Task: Render every line of the rows below as a Markdown table with two columns, No. for the line number and Text for the line itself, and leave out blank lines.

Exercise input:
----

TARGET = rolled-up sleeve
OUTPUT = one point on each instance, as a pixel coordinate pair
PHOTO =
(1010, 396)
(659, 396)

----

Result of this task:
| No. | Text |
|---|---|
| 1 | TARGET = rolled-up sleeve |
| 2 | OUTPUT = one point on each instance, as a pixel coordinate pair |
| 3 | PHOTO = |
| 4 | (1010, 396) |
| 5 | (659, 396) |